### What needs to be done
Every line containing "jeans" should be identified and copied from the data below.

### Provided records
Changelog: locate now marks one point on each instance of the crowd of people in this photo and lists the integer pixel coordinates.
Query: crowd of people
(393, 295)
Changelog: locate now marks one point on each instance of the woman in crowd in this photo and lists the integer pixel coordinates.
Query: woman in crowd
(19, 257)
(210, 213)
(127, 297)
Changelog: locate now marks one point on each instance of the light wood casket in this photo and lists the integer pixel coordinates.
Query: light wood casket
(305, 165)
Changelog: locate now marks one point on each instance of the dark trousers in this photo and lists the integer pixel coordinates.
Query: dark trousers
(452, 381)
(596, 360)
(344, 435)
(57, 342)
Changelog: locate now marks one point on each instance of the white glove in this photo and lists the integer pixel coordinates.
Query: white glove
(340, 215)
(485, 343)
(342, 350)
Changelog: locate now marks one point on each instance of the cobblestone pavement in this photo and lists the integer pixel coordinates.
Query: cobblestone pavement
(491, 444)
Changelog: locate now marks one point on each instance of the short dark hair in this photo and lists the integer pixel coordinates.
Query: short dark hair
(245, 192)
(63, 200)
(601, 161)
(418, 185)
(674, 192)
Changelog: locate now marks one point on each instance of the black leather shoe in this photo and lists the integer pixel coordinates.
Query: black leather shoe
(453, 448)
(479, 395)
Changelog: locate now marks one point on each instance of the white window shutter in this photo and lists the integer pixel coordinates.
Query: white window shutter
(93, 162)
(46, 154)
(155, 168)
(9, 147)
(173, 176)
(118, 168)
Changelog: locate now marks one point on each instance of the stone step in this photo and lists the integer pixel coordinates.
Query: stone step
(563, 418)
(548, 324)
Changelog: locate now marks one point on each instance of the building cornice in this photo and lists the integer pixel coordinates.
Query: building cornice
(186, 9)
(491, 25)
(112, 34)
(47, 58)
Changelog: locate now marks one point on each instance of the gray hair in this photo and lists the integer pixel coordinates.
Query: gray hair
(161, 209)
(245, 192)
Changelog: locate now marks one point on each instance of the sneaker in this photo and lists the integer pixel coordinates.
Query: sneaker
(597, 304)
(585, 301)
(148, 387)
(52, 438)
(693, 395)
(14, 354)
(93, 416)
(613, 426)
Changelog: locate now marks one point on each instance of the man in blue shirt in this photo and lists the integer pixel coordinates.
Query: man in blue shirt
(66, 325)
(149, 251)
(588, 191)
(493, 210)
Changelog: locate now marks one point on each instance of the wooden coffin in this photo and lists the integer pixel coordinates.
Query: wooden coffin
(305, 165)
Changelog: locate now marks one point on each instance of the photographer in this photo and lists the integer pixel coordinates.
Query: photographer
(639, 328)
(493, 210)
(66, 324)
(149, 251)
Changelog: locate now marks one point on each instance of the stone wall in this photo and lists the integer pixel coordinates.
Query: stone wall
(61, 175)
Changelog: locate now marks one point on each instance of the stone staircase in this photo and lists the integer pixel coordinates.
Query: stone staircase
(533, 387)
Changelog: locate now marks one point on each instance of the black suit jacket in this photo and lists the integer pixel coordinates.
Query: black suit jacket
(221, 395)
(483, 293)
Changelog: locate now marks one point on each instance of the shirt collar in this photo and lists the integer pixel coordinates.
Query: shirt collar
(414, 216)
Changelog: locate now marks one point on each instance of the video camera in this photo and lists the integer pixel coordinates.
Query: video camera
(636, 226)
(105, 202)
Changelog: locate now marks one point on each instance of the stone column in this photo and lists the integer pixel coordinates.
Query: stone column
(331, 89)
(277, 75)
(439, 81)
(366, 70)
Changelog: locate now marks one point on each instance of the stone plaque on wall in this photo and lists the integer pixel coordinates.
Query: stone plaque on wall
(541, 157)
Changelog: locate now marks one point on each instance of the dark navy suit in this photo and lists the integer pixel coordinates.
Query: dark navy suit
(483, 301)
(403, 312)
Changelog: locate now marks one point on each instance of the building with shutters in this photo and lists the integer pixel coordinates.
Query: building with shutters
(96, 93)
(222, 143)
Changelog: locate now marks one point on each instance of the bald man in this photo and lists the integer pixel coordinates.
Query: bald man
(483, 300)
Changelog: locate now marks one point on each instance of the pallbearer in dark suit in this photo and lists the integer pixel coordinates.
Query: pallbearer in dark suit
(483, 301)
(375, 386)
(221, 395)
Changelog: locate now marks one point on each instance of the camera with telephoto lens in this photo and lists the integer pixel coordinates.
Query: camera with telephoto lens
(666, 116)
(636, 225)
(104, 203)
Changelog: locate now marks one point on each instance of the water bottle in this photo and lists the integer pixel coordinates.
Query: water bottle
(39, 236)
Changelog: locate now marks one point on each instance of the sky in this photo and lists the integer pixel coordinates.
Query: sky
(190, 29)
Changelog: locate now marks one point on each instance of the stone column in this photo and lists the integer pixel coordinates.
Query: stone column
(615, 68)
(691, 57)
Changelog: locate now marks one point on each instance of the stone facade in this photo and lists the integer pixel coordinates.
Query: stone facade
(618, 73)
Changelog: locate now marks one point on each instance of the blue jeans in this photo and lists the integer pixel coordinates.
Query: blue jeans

### Exercise output
Changelog: locate now marks one point on each instance of the blue jeans in this photo and lists the integer pixel coordinates.
Query: blue jeans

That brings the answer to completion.